◆ **Data provided**:
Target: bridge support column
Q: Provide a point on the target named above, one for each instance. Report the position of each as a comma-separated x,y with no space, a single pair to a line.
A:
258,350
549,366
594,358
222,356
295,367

...

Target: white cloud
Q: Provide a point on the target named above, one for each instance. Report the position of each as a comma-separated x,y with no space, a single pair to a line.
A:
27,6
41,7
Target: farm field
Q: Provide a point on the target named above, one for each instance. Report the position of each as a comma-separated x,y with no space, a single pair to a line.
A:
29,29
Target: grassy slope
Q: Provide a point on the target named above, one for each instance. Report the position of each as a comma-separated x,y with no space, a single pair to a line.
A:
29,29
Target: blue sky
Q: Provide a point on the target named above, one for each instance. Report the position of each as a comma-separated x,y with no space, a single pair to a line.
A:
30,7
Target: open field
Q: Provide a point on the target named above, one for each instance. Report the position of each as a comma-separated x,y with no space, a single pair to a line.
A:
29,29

◆ **Problem to work on**: Collect every line in the records that contains the word "field". Only matches with the same capitalization count.

◆ **Full solution**:
Target: farm field
Target: open field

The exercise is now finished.